Object location annotation lines:
——————————

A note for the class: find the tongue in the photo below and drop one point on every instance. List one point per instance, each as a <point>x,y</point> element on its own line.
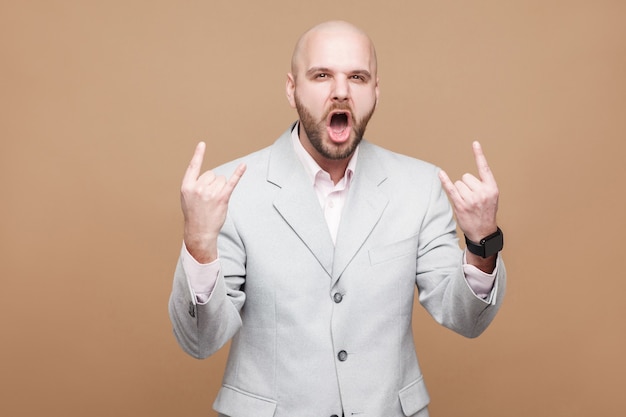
<point>339,129</point>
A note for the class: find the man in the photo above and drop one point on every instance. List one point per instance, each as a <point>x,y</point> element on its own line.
<point>310,260</point>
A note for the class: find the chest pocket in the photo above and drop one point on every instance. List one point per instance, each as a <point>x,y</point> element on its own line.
<point>394,251</point>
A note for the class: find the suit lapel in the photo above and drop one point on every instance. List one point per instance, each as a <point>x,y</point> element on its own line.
<point>362,211</point>
<point>297,202</point>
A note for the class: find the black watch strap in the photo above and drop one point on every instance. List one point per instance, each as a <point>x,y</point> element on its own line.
<point>487,246</point>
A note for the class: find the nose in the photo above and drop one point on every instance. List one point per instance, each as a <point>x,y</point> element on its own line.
<point>341,89</point>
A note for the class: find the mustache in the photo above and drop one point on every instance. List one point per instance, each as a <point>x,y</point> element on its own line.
<point>339,107</point>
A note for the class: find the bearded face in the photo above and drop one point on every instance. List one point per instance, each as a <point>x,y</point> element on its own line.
<point>336,134</point>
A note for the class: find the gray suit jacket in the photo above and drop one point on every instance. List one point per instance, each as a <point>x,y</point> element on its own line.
<point>319,328</point>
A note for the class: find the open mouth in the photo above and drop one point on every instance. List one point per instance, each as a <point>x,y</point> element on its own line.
<point>339,126</point>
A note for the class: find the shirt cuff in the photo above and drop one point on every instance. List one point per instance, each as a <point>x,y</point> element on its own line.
<point>201,277</point>
<point>481,283</point>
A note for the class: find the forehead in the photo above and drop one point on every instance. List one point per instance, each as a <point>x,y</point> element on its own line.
<point>339,50</point>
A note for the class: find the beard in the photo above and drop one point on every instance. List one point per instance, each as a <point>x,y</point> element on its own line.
<point>316,131</point>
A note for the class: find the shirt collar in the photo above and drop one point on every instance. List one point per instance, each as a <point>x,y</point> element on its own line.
<point>313,170</point>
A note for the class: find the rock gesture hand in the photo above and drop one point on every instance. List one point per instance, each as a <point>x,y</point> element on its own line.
<point>204,201</point>
<point>474,200</point>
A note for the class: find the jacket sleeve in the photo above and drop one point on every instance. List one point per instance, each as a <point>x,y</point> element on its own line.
<point>443,289</point>
<point>202,329</point>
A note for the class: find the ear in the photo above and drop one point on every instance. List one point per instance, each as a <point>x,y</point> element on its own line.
<point>377,93</point>
<point>290,89</point>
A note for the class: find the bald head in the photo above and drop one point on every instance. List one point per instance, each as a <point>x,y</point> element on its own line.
<point>329,32</point>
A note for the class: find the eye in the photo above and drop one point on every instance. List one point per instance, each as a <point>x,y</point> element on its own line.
<point>359,77</point>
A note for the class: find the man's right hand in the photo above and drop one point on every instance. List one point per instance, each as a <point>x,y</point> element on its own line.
<point>204,200</point>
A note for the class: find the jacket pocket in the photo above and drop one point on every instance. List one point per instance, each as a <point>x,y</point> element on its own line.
<point>393,251</point>
<point>414,397</point>
<point>235,402</point>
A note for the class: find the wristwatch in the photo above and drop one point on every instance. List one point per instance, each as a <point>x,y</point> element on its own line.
<point>487,246</point>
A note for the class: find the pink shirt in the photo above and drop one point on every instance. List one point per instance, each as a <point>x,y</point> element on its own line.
<point>202,277</point>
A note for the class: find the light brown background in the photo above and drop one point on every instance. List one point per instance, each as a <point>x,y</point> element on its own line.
<point>101,104</point>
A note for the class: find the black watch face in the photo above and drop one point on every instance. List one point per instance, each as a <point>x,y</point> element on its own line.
<point>494,245</point>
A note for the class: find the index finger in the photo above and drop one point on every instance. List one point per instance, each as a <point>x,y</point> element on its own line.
<point>193,170</point>
<point>484,172</point>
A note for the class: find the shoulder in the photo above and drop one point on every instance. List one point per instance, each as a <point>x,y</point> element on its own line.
<point>395,164</point>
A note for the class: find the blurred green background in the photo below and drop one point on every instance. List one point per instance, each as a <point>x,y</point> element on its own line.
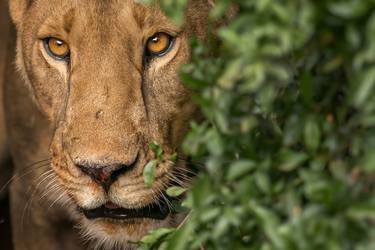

——————————

◆ Given problem
Put the lines above into a JSON list of strings, one string per line, and omit blank lines and the pictures.

◆ The output
[
  "A note for the class: find the tongue in the photo below and drop one point on every instance. List one point per instance, each as a <point>x,y</point> element on its own line.",
  "<point>339,129</point>",
  "A note for the class: find the man in the photo above and drop one point on every instance. List one point per instance, each as a <point>x,y</point> element on its own line.",
  "<point>310,260</point>",
  "A note for the class: find the chest pocket in the photo above and drop one point on every instance. List one point per instance, each as a <point>x,y</point> element on its own line.",
  "<point>394,251</point>",
  "A note for the class: find the suit lapel in the photo above and drop one point on every instance. List one point per instance, each as a <point>x,y</point> element on its own line.",
  "<point>362,211</point>",
  "<point>297,202</point>",
  "A note for the class: find the black watch strap in the photo above and drop one point on every instance. List one point per instance, each as a <point>x,y</point> element on its own line.",
  "<point>487,246</point>",
  "A note for the class: find the nose in the photo above and drop one point on every instance. List one point per instance, each as a <point>x,y</point> element on its own line.",
  "<point>341,89</point>",
  "A note for the class: find the mustache in the photo above and drop one point on every instance. List one point per instance, each as a <point>x,y</point> element on its own line.",
  "<point>339,107</point>",
  "A note for the class: find the bearded face in the photo above and drop one point on every instance. List one point per instance, each as a <point>x,y</point> element on its own line.",
  "<point>336,134</point>",
  "A note for the class: find the gray suit jacket in the photo above and drop one point on every instance. List one point per instance, each as a <point>x,y</point> element on its own line.",
  "<point>319,328</point>",
  "A note for the class: find the open mouth in the photo above and drop one point on every instance. List one point per instance, each as a <point>x,y</point> element on its own line.",
  "<point>339,126</point>",
  "A note for the class: find the shirt cuff in the photo above and drop one point on every instance. List one point per instance, each as a <point>x,y</point> element on its own line.",
  "<point>201,277</point>",
  "<point>481,283</point>",
  "A note for the class: find the forehead in the photo above and drop one point on every instance. List one point per instance, each as a <point>x,y</point> element on its own line.",
  "<point>339,50</point>",
  "A note for the class: find the beard in the photo above and drop one point on every instance. List one point per instance, each as a <point>x,y</point> element on its own line.",
  "<point>316,131</point>",
  "A note for the class: find the shirt collar in the photo above and drop one point on every instance. List one point per instance, each as a <point>x,y</point> element on its own line.",
  "<point>313,170</point>",
  "A note for the class: find the rock gesture hand in the photo above and drop one point on every instance. List one point per instance, each as a <point>x,y</point> element on its own line.",
  "<point>204,201</point>",
  "<point>474,200</point>",
  "A note for the class: find the jacket sleeve in the photo above and drop one point on every instance. List one point per instance, each as a <point>x,y</point> element on its own line.",
  "<point>443,289</point>",
  "<point>202,329</point>",
  "A note for the class: find the ear in the photo above and drop one point on every instance. List one point per instance, each as a <point>x,y</point> element on its own line.",
  "<point>377,93</point>",
  "<point>290,89</point>",
  "A note for the class: find the bald head in the photo above and drop one point on every instance. List one point per instance, each as a <point>x,y</point> element on its own line.",
  "<point>329,32</point>",
  "A note for the class: find the eye in the photo above and drop one point on every instance. List one point per instance, each as a <point>x,y</point> element on its own line.",
  "<point>359,77</point>",
  "A note for the class: find the man's right hand in the photo above and drop one point on every instance. List one point per instance, each as a <point>x,y</point> element on its own line.",
  "<point>204,200</point>",
  "A note for the class: find the jacket pocket in the photo above and drop one point on every instance. List one point per instance, each as a <point>x,y</point> element on its own line.",
  "<point>393,251</point>",
  "<point>414,397</point>",
  "<point>235,402</point>",
  "A note for the class: find the wristwatch in the photo above and drop one point on every instance. List one point per instance, each as a <point>x,y</point> element on its own line.",
  "<point>487,246</point>",
  "A note for the class: find the pink shirt in the photo above and drop one point on every instance. List one point per instance, each as a <point>x,y</point> element on its own line.",
  "<point>202,277</point>",
  "A note for the class: find the light brown background in the photo above and drop one point on every instance. List one point per instance, each as a <point>x,y</point> element on its own line.",
  "<point>101,104</point>",
  "A note for the class: find the black watch face in the photo above and drop one point on every instance. List one point per instance, each as a <point>x,y</point> element on its own line.",
  "<point>494,245</point>",
  "A note for the class: find the index finger in the photo above and drop one point on every instance. List one point per instance, each as a <point>x,y</point> element on its own line.",
  "<point>193,170</point>",
  "<point>484,172</point>",
  "A note for the class: find the shoulder in the photo above and drop one point on every instance. List one point per instance, each as a <point>x,y</point> element on its own line.",
  "<point>395,164</point>",
  "A note for the class: find the blurred green background in the photo below and drop one point on every instance. List one point per instance, each as a <point>x,y</point> element on its own line."
]